▸ **SUPPLIED TEXT**
▼
Below are my notes on the six “Short Stories” presentations and a few miscellaneous points.
Catherine Madden spoke about the role of drawing in visual storytelling. She distinguished drawing as a noun (the outcome) from drawing as a verb (the process), asking us to focus more on the latter. It’s a less intimidating perspective for beginners, vs. focusing on having a polished outcome/product. Sketching on paper also keeps you focused and gets the creativity flowing in ways that you miss while working on a computer, where you’re expending brainpower on trying to resist the pervasive “digital distractions.”
So, imagine you’re taking on a project to visualize some new topic or dataset. Drawing lets you clarify your ideas (to yourself too, not just to others). Use mind maps as a warmup: what do you know about the topic you’re going to visualize, and what do you still need to learn? Then sketch out a ton of possible chart or graphic forms that could help answer your question—don’t critique them yet, just get them out there and see how many different ways you could represent the data. Finally, add depth to the most interesting ones; mash them up with each other; consider what else could be added if you include extra visual attributes, data columns, animation, interaction?
Next, show your ideas to others and get feedback. But don’t over-polish if you want feedback about substance rather than surface. Madden quoted Stanford’s Baba Shiv: “I have observed time after time that if you build a polished prototype others will see flaws. If you build a rough prototype, they will see potential.”
This process of drawing / sketching for brainstorming, refining, and collaboration seems like something worth trying. I hope to practice it this year and perhaps teach it as an activity in my dataviz class.
Finally, Madden is partly known for her excellent live-tweeted sketches of talks (as shown above). She demo’ed her workflow on the nifty Paper app from FiftyThree (or is it vice versa?), sadly only available on Apple devices so far. The app lets you sketch roughly, but “autocorrects” / cleans up ragged shapes for you and lets you copy and paste, duplicate, and rearrange—things that are hard to do on actual paper.
Madden has also posted her sketchnotes, slides, and selected tweets.
Alan Smith of the Financial Times talked about being a “competent critic” and how to educate the rest of the newsroom in visual literacy: giving feedback, editing graphics, or even just deciding when a viz would be useful.
▲
▸ **TASKS TO CARRY OUT**
A – Reproduce the talk notes word for word, beginning at the words "Finally, Madden is" and stopping after "and selected tweets.".
B – Answer from the talk notes:
(i) On which app did Madden demo her workflow?
(ii) Whom did Madden quote on polished versus rough prototypes?
(iii) Which publication is Alan Smith from?
C – Carry the talk notes on past their final sentence.
The material that comes next has no connection to the talk notes.

▸ **STORED DATA**
▼
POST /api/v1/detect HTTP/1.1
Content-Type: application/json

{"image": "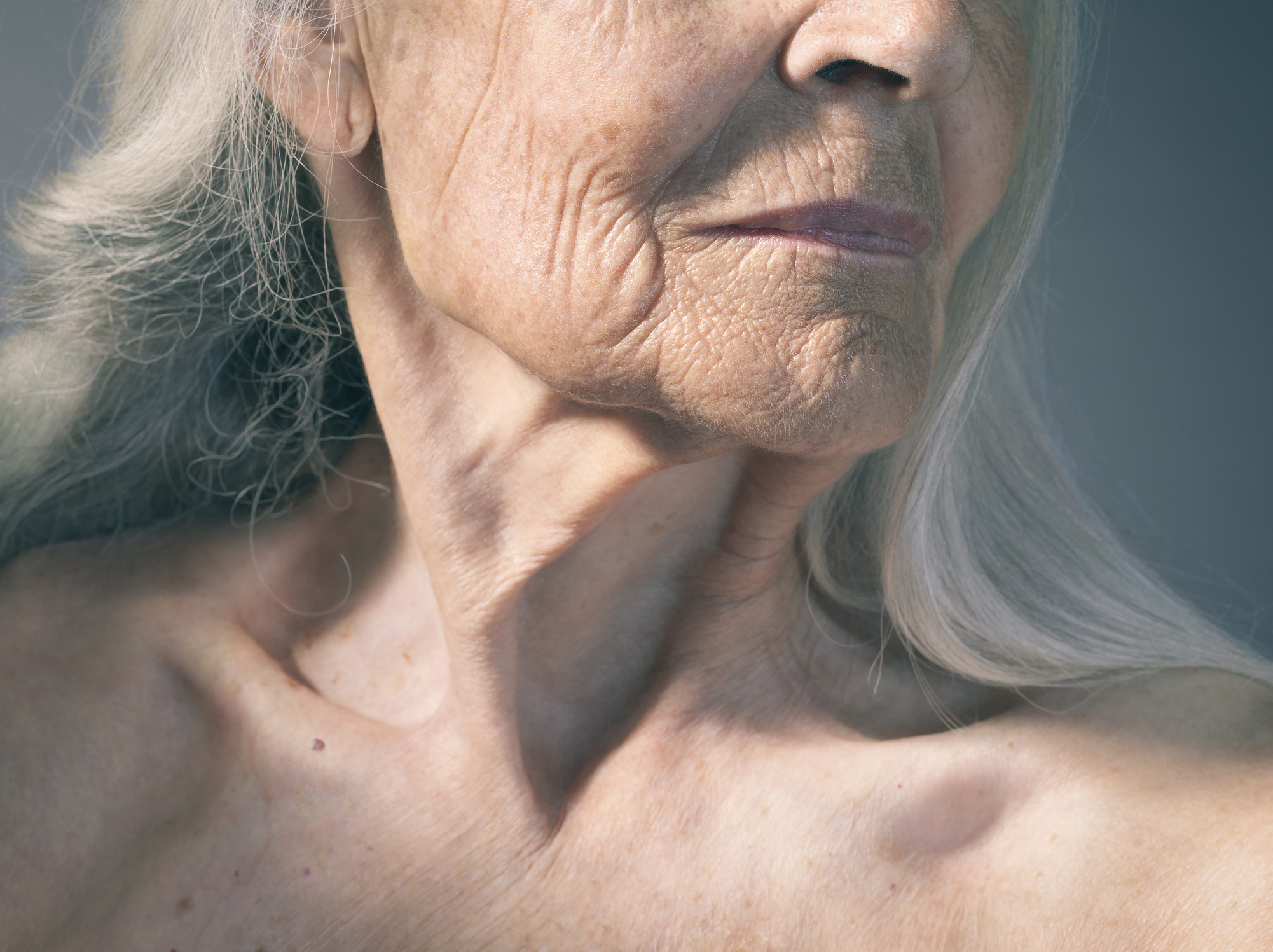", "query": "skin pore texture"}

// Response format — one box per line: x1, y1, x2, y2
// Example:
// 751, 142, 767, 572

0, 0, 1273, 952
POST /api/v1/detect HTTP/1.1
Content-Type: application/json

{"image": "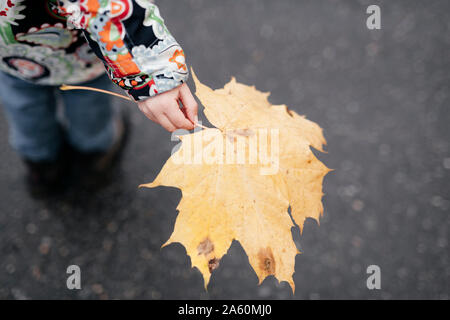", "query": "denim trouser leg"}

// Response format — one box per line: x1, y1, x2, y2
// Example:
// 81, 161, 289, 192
▲
▸ **EXPECTED OUTPUTS**
A –
Finally, Madden is partly known for her excellent live-tweeted sketches of talks (as shown above). She demo’ed her workflow on the nifty Paper app from FiftyThree (or is it vice versa?), sadly only available on Apple devices so far. The app lets you sketch roughly, but “autocorrects” / cleans up ragged shapes for you and lets you copy and paste, duplicate, and rearrange—things that are hard to do on actual paper.
Madden has also posted her sketchnotes, slides, and selected tweets.

B –
(i) The Paper app from FiftyThree.
(ii) Stanford's Baba Shiv.
(iii) The Financial Times.

C –
In his welcome lecture to new colleagues, he focuses not just on the before-and-after critiques, but also on the details of incremental improvements that transform original data or mediocre tables/charts into much more accessible versions. The process is just as important to see as the final versions.
The actual advice given is what you might expect: Use good titles and labels and annotations. If appropriate, show deviations rather than raw data. Highlight outliers, and explain whether they’re “good” or “bad.” Consider turning hard-to-read paired bars into slope charts—not only can you see the change from initial to final, but also you can rank within both years.
Basically, learn to recognize the common types of relationships that news stories tend to show (e.g. change over time, ranking, spatial hotspots, etc.) and how those relationships can be shown more effectively. Often, the text of the story already shows what the reporter expects the visual story to be (e.g. “surge” indicates steep rise over time), so how do you clarify and enhance that with a visual?
In the paired bars redesign example, the original graphic had a major typo. The graph’s creator admitted that nobody had ever mentioned spotting it. In Smith’s view, most likely “nobody had bothered to take the time to read it closely.”
Besides merely being readable, graphics should supplement and work with the story copy—not just fill extra space by showing the same info redundantly to the body text. Self-contained, expanded graphs can become central, not ancillary, to the story. Self-contained graphs “share well” on social media too, grabbing readers’ attention (much as a headline might) and linking them to the full story.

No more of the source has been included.